**What is asked:** Copy out every one of the records below word for word, each on its own line.

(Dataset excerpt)
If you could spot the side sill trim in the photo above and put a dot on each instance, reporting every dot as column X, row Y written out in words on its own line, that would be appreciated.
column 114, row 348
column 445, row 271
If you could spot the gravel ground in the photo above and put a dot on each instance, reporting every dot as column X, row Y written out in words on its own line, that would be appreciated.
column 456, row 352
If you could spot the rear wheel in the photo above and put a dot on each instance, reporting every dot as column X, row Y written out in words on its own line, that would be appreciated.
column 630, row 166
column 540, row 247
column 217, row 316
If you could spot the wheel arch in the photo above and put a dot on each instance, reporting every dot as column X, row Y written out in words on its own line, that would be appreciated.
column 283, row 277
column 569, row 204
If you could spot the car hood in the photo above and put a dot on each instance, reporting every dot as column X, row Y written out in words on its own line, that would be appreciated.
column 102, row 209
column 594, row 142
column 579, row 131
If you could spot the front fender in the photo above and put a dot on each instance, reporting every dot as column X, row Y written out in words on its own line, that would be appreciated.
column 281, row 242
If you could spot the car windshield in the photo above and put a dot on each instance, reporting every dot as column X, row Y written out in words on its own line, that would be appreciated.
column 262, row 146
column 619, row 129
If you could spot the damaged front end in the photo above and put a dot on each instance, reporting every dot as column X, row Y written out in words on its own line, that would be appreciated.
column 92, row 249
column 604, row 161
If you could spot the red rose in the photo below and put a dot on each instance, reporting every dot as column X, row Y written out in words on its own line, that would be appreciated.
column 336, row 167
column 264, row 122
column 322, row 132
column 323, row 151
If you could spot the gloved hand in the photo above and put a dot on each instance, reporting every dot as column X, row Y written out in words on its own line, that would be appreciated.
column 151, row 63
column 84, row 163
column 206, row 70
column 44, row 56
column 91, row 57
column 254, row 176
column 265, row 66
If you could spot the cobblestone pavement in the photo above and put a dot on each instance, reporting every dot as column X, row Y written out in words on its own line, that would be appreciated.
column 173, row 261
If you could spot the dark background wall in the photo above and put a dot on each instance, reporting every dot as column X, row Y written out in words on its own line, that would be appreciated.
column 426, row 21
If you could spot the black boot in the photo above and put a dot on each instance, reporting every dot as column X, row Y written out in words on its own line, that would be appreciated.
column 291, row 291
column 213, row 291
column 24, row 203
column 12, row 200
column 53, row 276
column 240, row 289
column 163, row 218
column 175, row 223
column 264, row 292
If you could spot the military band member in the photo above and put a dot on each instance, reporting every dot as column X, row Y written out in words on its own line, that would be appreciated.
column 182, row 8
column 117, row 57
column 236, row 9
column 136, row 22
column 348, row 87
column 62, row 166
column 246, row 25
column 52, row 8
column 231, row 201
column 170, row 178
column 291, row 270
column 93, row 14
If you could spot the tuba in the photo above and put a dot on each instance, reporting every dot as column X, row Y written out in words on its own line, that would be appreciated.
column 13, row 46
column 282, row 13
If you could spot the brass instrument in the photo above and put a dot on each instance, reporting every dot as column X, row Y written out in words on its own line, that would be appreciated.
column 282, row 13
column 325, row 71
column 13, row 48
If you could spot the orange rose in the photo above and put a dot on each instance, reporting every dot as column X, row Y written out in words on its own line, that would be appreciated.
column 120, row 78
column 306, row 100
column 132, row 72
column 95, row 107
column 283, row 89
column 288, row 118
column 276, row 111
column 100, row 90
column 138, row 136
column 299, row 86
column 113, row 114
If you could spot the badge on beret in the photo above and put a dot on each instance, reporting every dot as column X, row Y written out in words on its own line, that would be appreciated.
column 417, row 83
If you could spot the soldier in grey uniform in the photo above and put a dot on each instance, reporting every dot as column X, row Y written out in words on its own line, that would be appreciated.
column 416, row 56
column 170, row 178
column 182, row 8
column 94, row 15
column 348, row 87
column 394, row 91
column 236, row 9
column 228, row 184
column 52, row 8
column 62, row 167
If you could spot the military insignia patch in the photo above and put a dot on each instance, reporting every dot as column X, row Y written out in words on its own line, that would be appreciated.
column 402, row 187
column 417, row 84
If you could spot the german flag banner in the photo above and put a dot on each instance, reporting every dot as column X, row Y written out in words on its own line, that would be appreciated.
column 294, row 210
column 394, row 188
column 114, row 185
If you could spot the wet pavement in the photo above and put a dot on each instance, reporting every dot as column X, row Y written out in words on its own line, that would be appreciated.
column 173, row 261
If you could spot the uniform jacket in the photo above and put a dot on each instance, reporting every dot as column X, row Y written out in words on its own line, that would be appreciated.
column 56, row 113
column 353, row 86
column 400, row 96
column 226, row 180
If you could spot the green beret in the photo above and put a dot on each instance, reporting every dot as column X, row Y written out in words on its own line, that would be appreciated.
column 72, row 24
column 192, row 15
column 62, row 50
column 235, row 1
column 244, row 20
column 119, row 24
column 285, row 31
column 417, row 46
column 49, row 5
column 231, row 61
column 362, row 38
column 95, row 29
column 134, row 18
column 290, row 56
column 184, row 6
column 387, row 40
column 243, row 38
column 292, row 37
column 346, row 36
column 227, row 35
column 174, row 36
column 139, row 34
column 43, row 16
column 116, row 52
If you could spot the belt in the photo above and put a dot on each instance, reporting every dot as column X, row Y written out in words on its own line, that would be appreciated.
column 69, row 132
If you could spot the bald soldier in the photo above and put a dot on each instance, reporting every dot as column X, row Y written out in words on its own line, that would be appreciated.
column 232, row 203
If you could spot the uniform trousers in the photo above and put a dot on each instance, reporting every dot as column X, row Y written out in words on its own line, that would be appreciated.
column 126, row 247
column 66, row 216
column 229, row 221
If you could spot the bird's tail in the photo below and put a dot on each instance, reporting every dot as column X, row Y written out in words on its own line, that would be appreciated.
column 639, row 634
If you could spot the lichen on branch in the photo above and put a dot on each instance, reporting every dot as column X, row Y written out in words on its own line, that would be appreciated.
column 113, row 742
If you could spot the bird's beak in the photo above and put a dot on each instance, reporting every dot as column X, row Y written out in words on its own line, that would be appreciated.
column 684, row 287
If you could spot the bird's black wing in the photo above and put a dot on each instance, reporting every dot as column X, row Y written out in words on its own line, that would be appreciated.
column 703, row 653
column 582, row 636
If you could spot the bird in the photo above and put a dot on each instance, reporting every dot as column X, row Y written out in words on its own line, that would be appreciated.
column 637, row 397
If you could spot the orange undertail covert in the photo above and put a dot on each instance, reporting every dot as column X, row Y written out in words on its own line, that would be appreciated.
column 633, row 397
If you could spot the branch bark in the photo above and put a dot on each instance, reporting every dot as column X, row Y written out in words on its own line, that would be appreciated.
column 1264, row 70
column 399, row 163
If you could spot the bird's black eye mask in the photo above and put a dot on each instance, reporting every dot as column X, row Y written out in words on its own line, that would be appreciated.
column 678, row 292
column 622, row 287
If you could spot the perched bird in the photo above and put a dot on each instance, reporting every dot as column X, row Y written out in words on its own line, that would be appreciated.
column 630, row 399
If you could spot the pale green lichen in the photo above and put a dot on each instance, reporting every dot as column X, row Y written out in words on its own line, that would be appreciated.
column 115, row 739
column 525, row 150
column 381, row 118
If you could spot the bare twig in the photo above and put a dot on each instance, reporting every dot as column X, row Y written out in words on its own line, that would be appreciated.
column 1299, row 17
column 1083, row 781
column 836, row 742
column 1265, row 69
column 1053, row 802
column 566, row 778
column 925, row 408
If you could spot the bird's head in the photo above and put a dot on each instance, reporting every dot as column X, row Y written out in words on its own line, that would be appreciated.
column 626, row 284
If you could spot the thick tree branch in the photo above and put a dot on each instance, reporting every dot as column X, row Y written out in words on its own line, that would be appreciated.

**The output:**
If you could spot the side sill trim in the photo above and put a dot on each instance, reporting every dot as column X, row Y written out in words on its own line, that would be appreciated.
column 114, row 348
column 445, row 271
If you could spot the gravel ground in the photo above and put a dot on each instance, reporting every dot as column X, row Y written out in words on its own line, that would be appreciated.
column 456, row 352
If you could spot the rear wheel in the photo above and put a dot on each instance, reporting every dot as column X, row Y written out in words on its own line, that would be appreciated.
column 630, row 166
column 540, row 247
column 217, row 316
If you could spot the wheel arch in the photo above and put a dot on each instance, reporting every dot as column X, row Y written out in words on its own line, that would be appreciated.
column 283, row 277
column 569, row 204
If you could spot the car hood in the photo above and put a dot on each instance, reporting every dot as column X, row Y written out in words on its own line, that would be appreciated.
column 102, row 209
column 594, row 142
column 579, row 131
If you could spot the front fender in the photo above and put a dot on each instance, reporting every dot as column X, row Y written out in words on its own line, that would be appreciated.
column 281, row 242
If you could spot the car windshield in the photo above and put a dot on each instance, reporting every dot as column X, row Y written out in words on its own line, that would be appreciated.
column 262, row 146
column 619, row 129
If you could spot the damaged front end in the photo above and put a dot on each instance, reporting every dot as column X, row Y written out in words on its own line, that would be appreciated.
column 92, row 249
column 604, row 161
If you could spot the red rose in the photo below and put a dot on each instance, reporting every dot as column X, row Y written out in words on its own line, that would be appreciated.
column 336, row 167
column 264, row 122
column 322, row 132
column 323, row 151
If you could spot the gloved hand in the photo above and put a dot on each instance, reporting every dot as column X, row Y written out in words on its own line, that would be appreciated.
column 151, row 63
column 84, row 163
column 206, row 70
column 44, row 56
column 91, row 57
column 254, row 176
column 265, row 66
If you could spot the cobblestone pavement in the photo above and put a dot on each instance, reporting every dot as column X, row Y written out in words on its own line, that would be appreciated.
column 173, row 261
If you could spot the dark background wall in the photo above and put a dot on each instance, reporting every dot as column X, row Y written out in words on its own line, that would be appreciated.
column 426, row 21
If you could spot the black boot in the photo above and put a dot on each instance, reporting every dot as column X, row Y written out in words on its own line, that would be appreciated.
column 291, row 291
column 213, row 291
column 24, row 203
column 12, row 200
column 53, row 276
column 240, row 289
column 163, row 218
column 175, row 223
column 264, row 292
If you could spot the military band member in the photo above and put a dot on each instance, reporting every dot as column X, row Y written out in words on its own line, that would be appreciated.
column 182, row 8
column 117, row 57
column 236, row 9
column 136, row 22
column 348, row 87
column 62, row 166
column 246, row 25
column 52, row 8
column 231, row 201
column 170, row 178
column 291, row 270
column 93, row 14
If you could spot the tuba in the photo above and put a dot on each instance, reporting every dot as column X, row Y written out in words on its own line, that would be appreciated.
column 13, row 46
column 282, row 13
If you could spot the brass instrument in the photo above and put a dot on each instance, reporting every dot as column X, row Y written out in words on its own line, that would be appreciated.
column 282, row 13
column 325, row 71
column 13, row 48
If you could spot the orange rose in the photo above and put a dot on each instance, reporting every dot as column X, row Y written out in words on its own line, that would be appreciated.
column 120, row 78
column 306, row 100
column 132, row 72
column 95, row 107
column 283, row 89
column 288, row 118
column 276, row 111
column 100, row 90
column 138, row 136
column 299, row 86
column 113, row 114
If you could spot the badge on beret in the photo above and put a dot on each instance, reporting every dot as column X, row Y written out in words on its own line, that would be appreciated.
column 417, row 83
If you could spot the soldier in grey uniform in the photo above and put a dot on each instance, reporting every dot as column X, row Y written out in words on its own line, that would be appreciated.
column 416, row 56
column 170, row 178
column 182, row 8
column 94, row 15
column 348, row 87
column 394, row 91
column 236, row 9
column 228, row 184
column 52, row 8
column 62, row 167
If you could spot the military insignia patch in the photo above and put a dot on each instance, reporting every dot as column X, row Y written out in words on its own line, that would be appreciated.
column 402, row 187
column 417, row 84
If you could spot the german flag banner in the photo above and put a dot on each instance, reporting every dot as column X, row Y written out in words on its own line, that would be appreciated.
column 294, row 210
column 394, row 188
column 114, row 185
If you could spot the wet pavement in the photo above and put a dot on each instance, reporting every dot as column X, row Y written out in words on its own line, that would be appreciated.
column 173, row 261
If you could spot the uniform jacket in the photo above and put a dot on each instance, reporting every dot as column X, row Y written out in words on its own line, that would be appreciated.
column 56, row 113
column 353, row 86
column 400, row 96
column 226, row 180
If you could spot the green beret in the photo above and put a dot on each instance, reporting every dot as column X, row Y written out in words on its own line, that would be appreciated.
column 72, row 24
column 192, row 15
column 62, row 50
column 235, row 1
column 244, row 20
column 119, row 24
column 285, row 31
column 417, row 46
column 49, row 5
column 231, row 61
column 362, row 38
column 95, row 29
column 134, row 18
column 290, row 56
column 184, row 6
column 387, row 40
column 243, row 38
column 292, row 37
column 346, row 36
column 227, row 35
column 174, row 36
column 139, row 34
column 43, row 16
column 116, row 52
If you could spot the belt in the photo above and put a dot on each instance, reporting every dot as column X, row Y written out in words on its own line, that would be appreciated.
column 69, row 132
If you could spot the bald soldier in the photo above and put a dot on each instance, reporting every dot as column X, row Y written out in words on its own line, that would be appreciated.
column 232, row 203
If you could spot the uniform trousers in the photo above and put a dot on each instance, reporting every dot as column X, row Y written out in words on its own line, that would be appreciated.
column 126, row 247
column 66, row 216
column 229, row 221
If you could spot the bird's tail in the photo below and put a dot on each instance, reporting every dot as column X, row Y written out in words on its own line, that would be appreciated.
column 639, row 634
If you could spot the lichen on branch in the photo above and put a dot on each instance, reporting every dot as column X, row Y written out in words on its own line, that would be appreciated.
column 113, row 742
If you could spot the bird's beak in the photo above and put a dot on each instance, reporting every dot as column X, row Y written out in words on its own line, that would be appreciated.
column 684, row 287
If you could spot the bird's black wing in the photo above and put a dot on each instance, reporting every dot as column X, row Y written out in words on its own line, that would be appreciated.
column 703, row 653
column 582, row 636
If you could spot the bird in the photo above and put a dot on each instance, reporting every dot as column X, row Y written out in words on its own line, that would be appreciated.
column 637, row 397
If you could spot the orange undertail covert in the photo above and put a dot on each instance, reporting every dot as column X, row Y written out in words on its own line, that would be appreciated.
column 633, row 397
If you could spot the branch bark in the photo above and put a dot on each instance, reporting every dot as column X, row Y written out in words on its own line, that would be appreciated.
column 1264, row 70
column 399, row 163
If you could spot the bird's black eye mask in the photo above and put a dot on each instance, reporting every dot as column X, row Y written out in words on its own line, that would be appreciated.
column 678, row 292
column 622, row 287
If you could spot the perched bird in the photo above and put a dot on each instance, reporting every dot as column X, row Y written out in words on its own line, that would be appreciated.
column 630, row 399
If you could spot the pale green lichen in the photo above and put a dot on each instance, reporting every dot as column X, row Y written out in words on its own line, that would be appreciated.
column 115, row 739
column 525, row 150
column 381, row 118
If you could spot the bare twig in the photo above and put a dot on each instance, reporting every dot as column X, row Y written out in words on its own line, that would be appreciated.
column 1299, row 17
column 1083, row 781
column 836, row 742
column 1265, row 69
column 1053, row 802
column 566, row 778
column 925, row 408
If you could spot the bird's head in the photo above and put a dot on each instance, reporting every dot as column X, row Y written out in words on its own line, that would be appreciated.
column 626, row 284
If you could spot the thick tree branch in the photo above and put a dot on each instance, reporting every dot as column X, row Y written out in words on its own line, that would be appreciated.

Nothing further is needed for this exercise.